Exercise
Skip the images and print the listing exactly.

==== Records

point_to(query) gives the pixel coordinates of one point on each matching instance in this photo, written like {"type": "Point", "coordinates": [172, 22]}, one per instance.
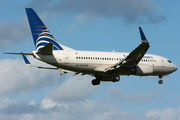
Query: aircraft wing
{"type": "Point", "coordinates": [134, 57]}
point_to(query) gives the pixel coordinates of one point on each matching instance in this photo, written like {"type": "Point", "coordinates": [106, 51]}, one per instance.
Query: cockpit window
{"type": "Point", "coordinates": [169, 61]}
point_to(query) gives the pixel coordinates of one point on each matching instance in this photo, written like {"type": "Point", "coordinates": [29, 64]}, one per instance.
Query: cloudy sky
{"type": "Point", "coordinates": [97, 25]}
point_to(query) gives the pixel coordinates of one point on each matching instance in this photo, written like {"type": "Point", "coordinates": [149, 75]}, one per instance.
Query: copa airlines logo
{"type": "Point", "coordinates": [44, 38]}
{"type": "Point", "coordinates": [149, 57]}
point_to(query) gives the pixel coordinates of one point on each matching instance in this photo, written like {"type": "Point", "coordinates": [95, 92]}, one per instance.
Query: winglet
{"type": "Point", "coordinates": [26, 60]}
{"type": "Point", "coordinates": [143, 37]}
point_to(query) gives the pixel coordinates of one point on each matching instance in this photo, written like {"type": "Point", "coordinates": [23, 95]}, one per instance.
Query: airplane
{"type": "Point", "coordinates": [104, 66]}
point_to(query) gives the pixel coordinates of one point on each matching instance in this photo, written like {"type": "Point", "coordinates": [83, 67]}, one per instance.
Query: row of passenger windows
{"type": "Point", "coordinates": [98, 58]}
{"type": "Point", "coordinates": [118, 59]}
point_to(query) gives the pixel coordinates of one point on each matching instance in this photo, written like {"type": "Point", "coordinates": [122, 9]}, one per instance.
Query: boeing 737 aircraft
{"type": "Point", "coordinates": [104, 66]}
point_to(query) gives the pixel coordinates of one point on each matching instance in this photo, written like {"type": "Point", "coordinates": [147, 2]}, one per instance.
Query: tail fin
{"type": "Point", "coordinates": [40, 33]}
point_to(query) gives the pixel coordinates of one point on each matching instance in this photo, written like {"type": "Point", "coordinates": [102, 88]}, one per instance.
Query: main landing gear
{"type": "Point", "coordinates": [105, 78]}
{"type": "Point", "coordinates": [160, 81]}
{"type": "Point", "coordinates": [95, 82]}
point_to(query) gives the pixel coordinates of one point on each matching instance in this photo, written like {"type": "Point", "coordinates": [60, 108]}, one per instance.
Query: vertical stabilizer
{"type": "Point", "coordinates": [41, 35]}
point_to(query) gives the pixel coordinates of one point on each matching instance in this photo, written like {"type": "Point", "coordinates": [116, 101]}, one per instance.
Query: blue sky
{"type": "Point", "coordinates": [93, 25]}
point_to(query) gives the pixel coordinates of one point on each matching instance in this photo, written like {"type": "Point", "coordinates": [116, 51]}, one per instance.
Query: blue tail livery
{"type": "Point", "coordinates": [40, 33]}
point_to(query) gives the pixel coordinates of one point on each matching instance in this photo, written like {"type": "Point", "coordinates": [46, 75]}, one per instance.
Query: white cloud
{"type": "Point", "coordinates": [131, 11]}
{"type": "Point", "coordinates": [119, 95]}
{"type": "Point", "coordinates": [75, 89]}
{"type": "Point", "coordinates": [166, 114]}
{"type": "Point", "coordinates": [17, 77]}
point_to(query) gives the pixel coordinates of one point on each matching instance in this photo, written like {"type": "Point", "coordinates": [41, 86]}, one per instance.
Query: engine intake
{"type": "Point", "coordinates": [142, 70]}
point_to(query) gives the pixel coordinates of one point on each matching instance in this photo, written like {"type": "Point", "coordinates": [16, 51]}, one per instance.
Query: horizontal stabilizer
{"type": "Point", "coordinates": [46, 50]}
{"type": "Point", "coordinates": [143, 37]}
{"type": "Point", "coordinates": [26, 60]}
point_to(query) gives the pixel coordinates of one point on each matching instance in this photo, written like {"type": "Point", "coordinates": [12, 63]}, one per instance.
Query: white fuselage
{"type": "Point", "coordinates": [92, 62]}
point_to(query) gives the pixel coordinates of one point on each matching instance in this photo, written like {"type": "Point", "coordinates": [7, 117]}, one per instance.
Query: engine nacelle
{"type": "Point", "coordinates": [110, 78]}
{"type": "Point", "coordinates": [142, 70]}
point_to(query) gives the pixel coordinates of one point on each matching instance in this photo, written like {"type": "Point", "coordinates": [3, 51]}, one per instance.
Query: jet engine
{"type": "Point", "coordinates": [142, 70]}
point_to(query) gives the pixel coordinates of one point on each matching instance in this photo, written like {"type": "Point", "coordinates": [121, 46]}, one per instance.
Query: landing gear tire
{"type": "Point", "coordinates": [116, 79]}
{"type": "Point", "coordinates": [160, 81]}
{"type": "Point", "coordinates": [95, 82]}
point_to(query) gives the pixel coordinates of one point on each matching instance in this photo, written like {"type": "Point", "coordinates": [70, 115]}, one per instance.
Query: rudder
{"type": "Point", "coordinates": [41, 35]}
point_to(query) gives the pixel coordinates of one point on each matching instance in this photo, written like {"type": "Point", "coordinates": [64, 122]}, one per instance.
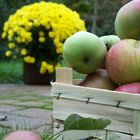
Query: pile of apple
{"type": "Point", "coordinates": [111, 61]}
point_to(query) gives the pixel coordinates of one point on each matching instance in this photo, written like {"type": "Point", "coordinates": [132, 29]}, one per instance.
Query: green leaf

========

Answer to the exercise
point_to(query) gives the pixel coordinates of one point on each matching instance in this photo, written like {"type": "Point", "coordinates": [172, 22]}, one per instance.
Query: aircraft wing
{"type": "Point", "coordinates": [134, 57]}
point_to(query) gives the pixel coordinates of one point on each matching instance in this photo, written like {"type": "Point", "coordinates": [106, 51]}, one per instance.
Query: cockpit window
{"type": "Point", "coordinates": [169, 61]}
point_to(query) gives the pixel coordinates of one point on each matching instance in this photo, written like {"type": "Point", "coordinates": [29, 64]}, one per instance.
Query: cloudy sky
{"type": "Point", "coordinates": [97, 25]}
point_to(query) gives the pixel coordinates of one point on each matching instance in this photo, written like {"type": "Point", "coordinates": [149, 75]}, one per instance.
Query: copa airlines logo
{"type": "Point", "coordinates": [44, 38]}
{"type": "Point", "coordinates": [149, 57]}
point_to(query) gives the pixel coordinates of one point on each matching instance in this photo, written like {"type": "Point", "coordinates": [95, 92]}, one per instance.
Query: winglet
{"type": "Point", "coordinates": [26, 60]}
{"type": "Point", "coordinates": [143, 37]}
point_to(query) gives the pixel coordinates of one point on each matching instance in this photo, written like {"type": "Point", "coordinates": [23, 95]}, one per instance.
Query: airplane
{"type": "Point", "coordinates": [104, 66]}
point_to(query) gives the pixel coordinates of one point on each matching instance in this photo, written like {"type": "Point", "coordinates": [83, 67]}, one per instance.
Query: row of passenger windows
{"type": "Point", "coordinates": [98, 58]}
{"type": "Point", "coordinates": [118, 59]}
point_to(query) gives the pixel coordinates of one point on each matching instance in this photo, written like {"type": "Point", "coordinates": [122, 9]}, one per instance.
Query: boeing 737 aircraft
{"type": "Point", "coordinates": [104, 66]}
point_to(query) gives the pixel coordinates of one point on each matching instance in this photo, written like {"type": "Point", "coordinates": [147, 2]}, one per instance.
Query: tail fin
{"type": "Point", "coordinates": [40, 33]}
point_to(query) gives the pixel coordinates of one point on each matching instance in this photo, written like {"type": "Point", "coordinates": [102, 88]}, one per instance.
Query: main landing gear
{"type": "Point", "coordinates": [105, 78]}
{"type": "Point", "coordinates": [160, 81]}
{"type": "Point", "coordinates": [95, 82]}
point_to(query) gives the pixel coordinates of one point on each matching instance in this photo, written like {"type": "Point", "coordinates": [60, 108]}, one per instance.
Query: vertical stabilizer
{"type": "Point", "coordinates": [41, 35]}
point_to(query) gives the pixel coordinates of one point on each matching instance in this photo, written like {"type": "Point", "coordinates": [116, 101]}, one per instance.
Query: blue sky
{"type": "Point", "coordinates": [93, 25]}
point_to(query) gives the pixel coordinates of one point on each matching instance in this photo, written like {"type": "Point", "coordinates": [116, 51]}, one per instance.
Query: blue tail livery
{"type": "Point", "coordinates": [40, 33]}
point_to(query) gives the pixel coordinates of one point on each matching instance in this photo, written like {"type": "Point", "coordinates": [46, 75]}, one per instance.
Query: white cloud
{"type": "Point", "coordinates": [131, 11]}
{"type": "Point", "coordinates": [119, 95]}
{"type": "Point", "coordinates": [75, 89]}
{"type": "Point", "coordinates": [166, 114]}
{"type": "Point", "coordinates": [17, 77]}
point_to(query) gives the pixel coordinates of one point on each matching instance in this photo, written like {"type": "Point", "coordinates": [41, 86]}, one per instance.
Query: engine intake
{"type": "Point", "coordinates": [142, 70]}
point_to(query) gives the pixel coordinates of one point on each matching instance in this photo, written like {"type": "Point", "coordinates": [16, 51]}, one per instance.
Query: horizontal stabilizer
{"type": "Point", "coordinates": [46, 50]}
{"type": "Point", "coordinates": [143, 37]}
{"type": "Point", "coordinates": [26, 60]}
point_to(query) gives the pixel coordinates of one point on each matching instance in this photo, written like {"type": "Point", "coordinates": [12, 63]}, one per instance.
Query: white fuselage
{"type": "Point", "coordinates": [92, 62]}
point_to(query) gives the pixel coordinates of one point on each matching instance in this photo, written like {"type": "Point", "coordinates": [7, 117]}, one per instance.
Query: engine nacelle
{"type": "Point", "coordinates": [110, 78]}
{"type": "Point", "coordinates": [142, 70]}
point_to(query) gives the pixel coordinates of one point on each matching instance in this photo, written like {"type": "Point", "coordinates": [3, 51]}, one per instance.
Query: jet engine
{"type": "Point", "coordinates": [142, 70]}
point_to(query) gives the pixel coordinates of one point on each matching instance in this photo, written like {"type": "Point", "coordinates": [121, 46]}, one per instance.
Query: landing gear tire
{"type": "Point", "coordinates": [116, 79]}
{"type": "Point", "coordinates": [160, 81]}
{"type": "Point", "coordinates": [95, 82]}
point_to(query) gives the pixel coordinates of one point on each matching instance in this photo, written like {"type": "Point", "coordinates": [70, 115]}, one per instance.
Query: rudder
{"type": "Point", "coordinates": [41, 35]}
point_to(query) gives the pixel coordinates of one point on each matching instance in this photo, written like {"type": "Point", "coordinates": [64, 122]}, one per instance.
Query: pile of apple
{"type": "Point", "coordinates": [111, 61]}
point_to(query) gives the pixel coordinates of one point on each matching instance in this photo, written like {"type": "Point", "coordinates": [132, 29]}, one per instance.
Query: green leaf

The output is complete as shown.